Pull out each line of the listing below that contains the string "sleeve", and copy those lines in the order they appear.

(Material for this task)
+++++

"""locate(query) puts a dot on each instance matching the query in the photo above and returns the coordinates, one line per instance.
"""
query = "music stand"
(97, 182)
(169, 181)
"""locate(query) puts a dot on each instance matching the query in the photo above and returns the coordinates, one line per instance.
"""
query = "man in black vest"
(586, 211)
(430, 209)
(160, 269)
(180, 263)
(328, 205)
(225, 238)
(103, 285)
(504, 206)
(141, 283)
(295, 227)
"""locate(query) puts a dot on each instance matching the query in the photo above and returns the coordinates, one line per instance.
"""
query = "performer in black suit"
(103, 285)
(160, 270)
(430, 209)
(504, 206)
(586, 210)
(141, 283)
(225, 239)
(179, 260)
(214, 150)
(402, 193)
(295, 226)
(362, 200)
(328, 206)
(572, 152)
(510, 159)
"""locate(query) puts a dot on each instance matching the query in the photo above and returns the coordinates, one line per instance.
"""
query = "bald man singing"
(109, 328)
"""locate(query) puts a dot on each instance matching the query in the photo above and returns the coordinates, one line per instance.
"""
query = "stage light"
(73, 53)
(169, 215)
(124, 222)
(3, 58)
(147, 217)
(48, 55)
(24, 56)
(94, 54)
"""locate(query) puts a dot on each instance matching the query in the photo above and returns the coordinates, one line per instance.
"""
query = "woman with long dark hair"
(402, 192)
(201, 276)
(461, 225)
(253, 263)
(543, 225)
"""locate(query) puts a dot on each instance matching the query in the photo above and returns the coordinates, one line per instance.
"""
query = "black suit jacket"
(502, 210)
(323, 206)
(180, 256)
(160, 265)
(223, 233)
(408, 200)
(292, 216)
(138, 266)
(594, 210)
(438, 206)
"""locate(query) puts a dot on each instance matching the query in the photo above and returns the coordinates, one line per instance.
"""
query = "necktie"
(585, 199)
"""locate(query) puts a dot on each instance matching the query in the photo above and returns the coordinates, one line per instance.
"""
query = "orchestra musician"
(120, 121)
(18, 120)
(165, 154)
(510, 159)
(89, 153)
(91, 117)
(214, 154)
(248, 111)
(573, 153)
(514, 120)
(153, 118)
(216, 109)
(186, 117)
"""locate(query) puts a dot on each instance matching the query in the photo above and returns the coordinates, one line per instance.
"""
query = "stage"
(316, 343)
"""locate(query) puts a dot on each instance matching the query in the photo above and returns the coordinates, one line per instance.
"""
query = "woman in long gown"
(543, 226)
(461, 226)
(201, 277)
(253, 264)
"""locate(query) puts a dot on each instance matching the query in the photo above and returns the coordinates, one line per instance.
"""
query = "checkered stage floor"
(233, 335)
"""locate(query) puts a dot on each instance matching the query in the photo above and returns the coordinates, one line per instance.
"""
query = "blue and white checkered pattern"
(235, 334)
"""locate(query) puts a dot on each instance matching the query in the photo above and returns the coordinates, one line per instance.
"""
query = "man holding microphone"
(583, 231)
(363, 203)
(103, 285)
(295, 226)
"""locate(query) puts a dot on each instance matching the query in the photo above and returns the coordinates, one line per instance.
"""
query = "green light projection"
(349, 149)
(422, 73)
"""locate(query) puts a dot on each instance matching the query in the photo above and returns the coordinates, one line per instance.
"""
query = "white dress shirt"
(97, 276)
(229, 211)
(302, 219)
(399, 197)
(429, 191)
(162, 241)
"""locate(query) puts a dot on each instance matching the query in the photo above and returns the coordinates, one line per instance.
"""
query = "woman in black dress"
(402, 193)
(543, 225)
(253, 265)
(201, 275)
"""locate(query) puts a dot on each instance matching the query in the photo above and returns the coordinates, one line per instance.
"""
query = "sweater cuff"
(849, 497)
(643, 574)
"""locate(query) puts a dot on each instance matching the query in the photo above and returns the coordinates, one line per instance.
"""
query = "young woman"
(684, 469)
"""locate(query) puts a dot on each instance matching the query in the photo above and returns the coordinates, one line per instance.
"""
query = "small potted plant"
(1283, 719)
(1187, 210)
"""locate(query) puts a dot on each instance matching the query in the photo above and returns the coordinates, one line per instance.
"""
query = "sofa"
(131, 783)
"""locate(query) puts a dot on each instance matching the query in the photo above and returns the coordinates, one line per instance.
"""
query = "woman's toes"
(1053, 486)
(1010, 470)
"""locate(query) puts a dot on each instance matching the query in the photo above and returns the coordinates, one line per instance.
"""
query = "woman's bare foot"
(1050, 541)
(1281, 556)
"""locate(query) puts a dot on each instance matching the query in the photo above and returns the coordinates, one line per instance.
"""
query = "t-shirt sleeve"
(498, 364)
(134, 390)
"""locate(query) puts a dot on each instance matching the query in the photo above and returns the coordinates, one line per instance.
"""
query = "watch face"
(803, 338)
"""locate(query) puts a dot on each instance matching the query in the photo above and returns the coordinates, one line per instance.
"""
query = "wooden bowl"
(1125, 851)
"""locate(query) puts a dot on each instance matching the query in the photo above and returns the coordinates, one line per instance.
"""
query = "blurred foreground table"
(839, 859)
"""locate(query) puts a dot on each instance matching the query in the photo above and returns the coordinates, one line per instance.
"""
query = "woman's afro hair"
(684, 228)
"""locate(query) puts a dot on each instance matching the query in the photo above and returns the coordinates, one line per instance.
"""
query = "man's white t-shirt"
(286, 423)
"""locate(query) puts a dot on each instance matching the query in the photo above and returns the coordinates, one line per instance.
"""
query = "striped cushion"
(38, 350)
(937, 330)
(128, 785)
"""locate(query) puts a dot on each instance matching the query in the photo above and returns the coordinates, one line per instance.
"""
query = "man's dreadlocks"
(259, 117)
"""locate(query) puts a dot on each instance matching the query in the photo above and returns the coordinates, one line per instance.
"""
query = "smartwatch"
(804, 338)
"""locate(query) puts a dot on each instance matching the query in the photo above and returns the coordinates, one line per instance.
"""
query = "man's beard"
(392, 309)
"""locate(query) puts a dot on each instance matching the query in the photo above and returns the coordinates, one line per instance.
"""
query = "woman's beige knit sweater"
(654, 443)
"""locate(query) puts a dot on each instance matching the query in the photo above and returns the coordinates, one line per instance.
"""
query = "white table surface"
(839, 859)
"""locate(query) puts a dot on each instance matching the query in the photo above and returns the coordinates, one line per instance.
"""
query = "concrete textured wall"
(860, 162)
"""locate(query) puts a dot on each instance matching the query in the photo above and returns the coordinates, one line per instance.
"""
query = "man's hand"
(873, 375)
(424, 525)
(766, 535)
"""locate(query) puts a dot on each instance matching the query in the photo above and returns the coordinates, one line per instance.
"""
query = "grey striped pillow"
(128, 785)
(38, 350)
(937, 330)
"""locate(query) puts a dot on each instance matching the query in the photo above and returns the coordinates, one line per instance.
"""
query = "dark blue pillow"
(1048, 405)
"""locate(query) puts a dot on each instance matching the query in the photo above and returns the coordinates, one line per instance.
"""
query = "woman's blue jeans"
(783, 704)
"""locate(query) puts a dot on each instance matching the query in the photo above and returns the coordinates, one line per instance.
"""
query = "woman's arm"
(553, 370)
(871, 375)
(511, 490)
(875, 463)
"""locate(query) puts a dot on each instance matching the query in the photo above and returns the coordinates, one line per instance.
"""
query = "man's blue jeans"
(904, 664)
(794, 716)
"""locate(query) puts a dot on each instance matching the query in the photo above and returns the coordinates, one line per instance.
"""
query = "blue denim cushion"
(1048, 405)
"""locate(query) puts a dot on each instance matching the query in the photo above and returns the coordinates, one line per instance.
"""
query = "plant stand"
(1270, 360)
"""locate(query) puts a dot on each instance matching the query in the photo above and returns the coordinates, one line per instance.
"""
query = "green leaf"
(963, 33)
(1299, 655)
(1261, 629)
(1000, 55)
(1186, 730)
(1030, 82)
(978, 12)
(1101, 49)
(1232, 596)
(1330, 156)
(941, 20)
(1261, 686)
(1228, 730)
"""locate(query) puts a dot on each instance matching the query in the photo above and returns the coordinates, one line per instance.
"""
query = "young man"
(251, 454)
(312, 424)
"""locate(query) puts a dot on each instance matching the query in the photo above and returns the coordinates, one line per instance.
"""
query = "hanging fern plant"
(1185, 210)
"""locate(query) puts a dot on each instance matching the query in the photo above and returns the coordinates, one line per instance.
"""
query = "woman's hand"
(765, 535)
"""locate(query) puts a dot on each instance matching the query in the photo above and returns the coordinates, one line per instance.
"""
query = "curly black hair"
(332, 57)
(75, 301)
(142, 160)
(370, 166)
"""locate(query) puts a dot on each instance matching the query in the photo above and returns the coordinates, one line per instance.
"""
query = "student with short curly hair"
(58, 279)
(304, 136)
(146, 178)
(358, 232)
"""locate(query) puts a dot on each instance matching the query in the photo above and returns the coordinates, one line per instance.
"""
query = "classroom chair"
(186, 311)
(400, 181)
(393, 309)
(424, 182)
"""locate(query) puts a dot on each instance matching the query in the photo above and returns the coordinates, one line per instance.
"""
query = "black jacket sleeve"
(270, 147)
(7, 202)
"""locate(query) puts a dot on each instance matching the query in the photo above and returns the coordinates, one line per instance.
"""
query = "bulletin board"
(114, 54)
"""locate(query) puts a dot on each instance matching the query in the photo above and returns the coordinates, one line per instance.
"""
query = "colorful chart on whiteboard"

+++++

(Output)
query = "t-shirt sleeve"
query = "black jacket sleeve"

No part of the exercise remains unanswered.